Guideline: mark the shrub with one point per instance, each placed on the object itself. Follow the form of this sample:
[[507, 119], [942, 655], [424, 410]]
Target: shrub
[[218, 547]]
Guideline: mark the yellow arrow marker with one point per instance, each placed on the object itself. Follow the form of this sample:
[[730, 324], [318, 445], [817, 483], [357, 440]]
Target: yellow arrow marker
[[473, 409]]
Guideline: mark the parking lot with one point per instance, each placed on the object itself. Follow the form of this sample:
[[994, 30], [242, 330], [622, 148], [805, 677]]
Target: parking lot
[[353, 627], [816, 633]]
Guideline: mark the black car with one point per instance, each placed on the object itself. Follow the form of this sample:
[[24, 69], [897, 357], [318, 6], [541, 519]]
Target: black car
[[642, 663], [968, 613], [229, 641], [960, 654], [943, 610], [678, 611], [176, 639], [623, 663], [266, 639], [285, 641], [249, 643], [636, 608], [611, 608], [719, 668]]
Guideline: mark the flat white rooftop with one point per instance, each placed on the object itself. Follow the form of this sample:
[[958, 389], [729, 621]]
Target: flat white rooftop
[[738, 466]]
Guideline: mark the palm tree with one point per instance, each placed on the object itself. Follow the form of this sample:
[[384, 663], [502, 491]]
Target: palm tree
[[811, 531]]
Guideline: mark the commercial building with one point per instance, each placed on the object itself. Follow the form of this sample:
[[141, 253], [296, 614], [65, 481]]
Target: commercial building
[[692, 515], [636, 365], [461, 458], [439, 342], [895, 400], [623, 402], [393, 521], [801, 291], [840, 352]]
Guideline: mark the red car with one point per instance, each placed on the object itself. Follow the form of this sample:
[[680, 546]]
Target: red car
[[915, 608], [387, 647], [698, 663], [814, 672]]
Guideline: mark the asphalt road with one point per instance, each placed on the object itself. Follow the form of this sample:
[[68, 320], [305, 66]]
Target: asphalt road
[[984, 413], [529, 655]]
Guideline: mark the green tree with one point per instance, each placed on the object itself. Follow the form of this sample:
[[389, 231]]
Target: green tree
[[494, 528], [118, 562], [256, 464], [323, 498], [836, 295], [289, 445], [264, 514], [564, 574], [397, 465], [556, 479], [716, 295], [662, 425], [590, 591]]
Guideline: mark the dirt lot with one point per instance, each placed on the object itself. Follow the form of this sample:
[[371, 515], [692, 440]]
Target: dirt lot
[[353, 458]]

——

WHAT THE TASK REQUIRES:
Shift every coordinate in the answers by adding 12 to each number, and write out the stretch of records from the line containing "Guideline: mark the flat" through the line containing "[[738, 466]]" in full, with all other lines unchanged and the sample coordinates left as they are.

ANSWER TO THIS PROBLEM:
Guideline: mark the flat white rooftop with one point per instance, each placed on the object itself. Follow the form of this sample:
[[958, 389], [729, 621]]
Target: flat white rooftop
[[750, 478]]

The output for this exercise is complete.